-------- Testo fornito --------
Le faccio i complimenti per il blog che ritengo sia molto utile e interessante.
Grazie per l’impegno e la cordialità.Lucia
Vedi quanto è preziosa la tua esperienza; non sottovalutarlo. Le storie di “vita vissuta” rappresentano fonte di insegnamento o, comunque, di riflessioni per gli altri che si trovano ad affrontare le mdesime situazioni.
L’esordio del db in un bambino è un evento traumatico per l’intera famiglia, il cui equilibrio rischia davvero di essere seriamente compromesso.
Anche la gestione quotidiana può generare spesso occasioni di incomprensioni tra genitori.
--------
### Compiti da svolgere
- A) Puoi estrarre dal testo di commenti al blog il passo da "Grazie per l’impegno" a "essere seriamente compromesso.", copiandolo parola per parola?
- B) Puoi scrivere il seguito del testo di commenti al blog, partendo subito dopo la sua ultima frase?
-------- Dati in ingresso --------
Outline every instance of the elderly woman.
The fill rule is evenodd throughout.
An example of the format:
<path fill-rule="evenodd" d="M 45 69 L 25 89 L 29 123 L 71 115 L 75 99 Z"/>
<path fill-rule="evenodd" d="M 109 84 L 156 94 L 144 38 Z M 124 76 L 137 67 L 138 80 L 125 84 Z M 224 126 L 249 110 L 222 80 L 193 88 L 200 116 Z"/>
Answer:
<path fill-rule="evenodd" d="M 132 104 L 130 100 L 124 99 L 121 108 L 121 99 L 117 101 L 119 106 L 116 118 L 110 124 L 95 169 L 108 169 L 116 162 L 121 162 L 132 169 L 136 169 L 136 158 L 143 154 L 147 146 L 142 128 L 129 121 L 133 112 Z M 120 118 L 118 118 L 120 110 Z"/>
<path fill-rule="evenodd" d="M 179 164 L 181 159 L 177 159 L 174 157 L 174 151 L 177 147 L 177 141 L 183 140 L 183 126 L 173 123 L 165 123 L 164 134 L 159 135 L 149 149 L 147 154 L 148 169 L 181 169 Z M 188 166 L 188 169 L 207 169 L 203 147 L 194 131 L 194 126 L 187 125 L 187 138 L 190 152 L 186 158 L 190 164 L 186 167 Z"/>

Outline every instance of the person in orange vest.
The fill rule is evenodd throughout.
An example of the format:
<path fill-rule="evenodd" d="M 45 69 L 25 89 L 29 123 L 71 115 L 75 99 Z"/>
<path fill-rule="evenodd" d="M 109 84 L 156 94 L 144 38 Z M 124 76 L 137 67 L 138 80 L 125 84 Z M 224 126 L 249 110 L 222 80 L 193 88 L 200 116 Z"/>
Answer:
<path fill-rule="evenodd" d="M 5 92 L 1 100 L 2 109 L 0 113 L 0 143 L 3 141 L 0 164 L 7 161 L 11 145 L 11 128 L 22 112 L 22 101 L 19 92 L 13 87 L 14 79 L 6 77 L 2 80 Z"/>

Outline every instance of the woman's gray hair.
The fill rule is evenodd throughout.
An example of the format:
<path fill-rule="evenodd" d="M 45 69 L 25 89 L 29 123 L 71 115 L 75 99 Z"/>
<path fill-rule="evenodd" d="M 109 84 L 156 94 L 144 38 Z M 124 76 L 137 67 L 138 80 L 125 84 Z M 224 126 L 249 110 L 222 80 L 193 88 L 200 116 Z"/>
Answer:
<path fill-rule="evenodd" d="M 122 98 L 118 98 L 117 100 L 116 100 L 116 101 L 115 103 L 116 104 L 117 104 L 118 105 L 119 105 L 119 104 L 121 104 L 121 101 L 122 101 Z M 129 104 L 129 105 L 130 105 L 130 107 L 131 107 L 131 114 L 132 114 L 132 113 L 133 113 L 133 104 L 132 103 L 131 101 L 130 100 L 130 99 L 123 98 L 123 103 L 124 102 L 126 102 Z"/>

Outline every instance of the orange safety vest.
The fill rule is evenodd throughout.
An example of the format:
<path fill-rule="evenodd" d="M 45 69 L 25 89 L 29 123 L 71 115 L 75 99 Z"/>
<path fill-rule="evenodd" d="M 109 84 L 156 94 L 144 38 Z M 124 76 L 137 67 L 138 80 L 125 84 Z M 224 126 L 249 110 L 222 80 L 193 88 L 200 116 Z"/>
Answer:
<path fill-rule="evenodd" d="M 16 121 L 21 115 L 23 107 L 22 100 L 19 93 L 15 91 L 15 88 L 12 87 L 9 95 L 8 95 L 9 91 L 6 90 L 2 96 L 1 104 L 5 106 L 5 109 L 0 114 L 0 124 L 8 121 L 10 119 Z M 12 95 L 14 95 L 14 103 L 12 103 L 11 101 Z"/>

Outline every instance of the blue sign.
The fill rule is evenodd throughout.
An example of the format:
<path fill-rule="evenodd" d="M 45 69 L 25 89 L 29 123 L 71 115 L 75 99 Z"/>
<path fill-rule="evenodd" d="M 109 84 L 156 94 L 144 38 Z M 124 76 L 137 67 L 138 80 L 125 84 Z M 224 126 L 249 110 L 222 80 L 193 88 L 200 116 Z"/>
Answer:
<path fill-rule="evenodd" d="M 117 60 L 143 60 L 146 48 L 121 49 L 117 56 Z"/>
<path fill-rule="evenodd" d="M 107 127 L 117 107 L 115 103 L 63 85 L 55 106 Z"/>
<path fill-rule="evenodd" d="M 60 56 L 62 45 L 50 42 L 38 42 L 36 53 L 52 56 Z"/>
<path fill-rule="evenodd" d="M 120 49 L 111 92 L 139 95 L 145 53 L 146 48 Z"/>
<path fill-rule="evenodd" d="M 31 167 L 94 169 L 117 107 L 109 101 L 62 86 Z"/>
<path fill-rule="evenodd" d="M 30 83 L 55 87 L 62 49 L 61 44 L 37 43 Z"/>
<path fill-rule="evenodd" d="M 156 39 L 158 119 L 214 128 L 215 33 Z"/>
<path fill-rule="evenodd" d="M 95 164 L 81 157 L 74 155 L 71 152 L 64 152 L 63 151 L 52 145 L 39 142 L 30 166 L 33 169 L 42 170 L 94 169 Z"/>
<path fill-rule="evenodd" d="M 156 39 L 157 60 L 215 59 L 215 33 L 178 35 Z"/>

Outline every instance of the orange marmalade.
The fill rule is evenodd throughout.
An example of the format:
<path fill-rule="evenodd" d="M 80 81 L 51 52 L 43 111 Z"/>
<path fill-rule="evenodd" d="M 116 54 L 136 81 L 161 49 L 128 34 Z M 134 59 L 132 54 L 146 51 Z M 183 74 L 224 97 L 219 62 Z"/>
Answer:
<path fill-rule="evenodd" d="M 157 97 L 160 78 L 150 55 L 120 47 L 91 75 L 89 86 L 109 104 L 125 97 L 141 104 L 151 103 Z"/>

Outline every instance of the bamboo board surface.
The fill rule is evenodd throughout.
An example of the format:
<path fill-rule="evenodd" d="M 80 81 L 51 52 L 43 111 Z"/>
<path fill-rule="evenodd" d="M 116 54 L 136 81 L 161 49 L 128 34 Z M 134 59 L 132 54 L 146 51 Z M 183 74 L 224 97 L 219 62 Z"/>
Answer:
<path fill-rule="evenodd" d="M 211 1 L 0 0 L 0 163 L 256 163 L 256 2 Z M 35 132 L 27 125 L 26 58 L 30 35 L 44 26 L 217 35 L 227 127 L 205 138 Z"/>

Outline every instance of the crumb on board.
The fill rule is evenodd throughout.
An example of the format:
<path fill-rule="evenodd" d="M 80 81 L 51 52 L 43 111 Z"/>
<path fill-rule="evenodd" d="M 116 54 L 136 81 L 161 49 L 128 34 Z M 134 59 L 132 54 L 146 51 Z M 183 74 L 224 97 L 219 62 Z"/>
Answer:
--------
### Risposte ai problemi
- A)
Grazie per l’impegno e la cordialità.Lucia
Vedi quanto è preziosa la tua esperienza; non sottovalutarlo. Le storie di “vita vissuta” rappresentano fonte di insegnamento o, comunque, di riflessioni per gli altri che si trovano ad affrontare le mdesime situazioni.
L’esordio del db in un bambino è un evento traumatico per l’intera famiglia, il cui equilibrio rischia davvero di essere seriamente compromesso.

- B)
L’aiuto esterno è fondamentale; può essere uno psicologo o anche il conforto di amici (o meglio ex estranei che, in un baleno, diventano amici poiché condividono la tua situazione, comprendono il tuo stato di bisogno e sono felici di potere offrire il loro piccolo ma prezioso contributo) o, ancora, permettimi, le parole regalate, con garbo, con semplicità e con competenza, in un blog da chi come te combatte il pericolo della solitudine del diabetico, volendo condividere la propria esperienza ed i propri pensieri.
Scusa se mi sono dilungato ma era il mio modo per dirti grazie.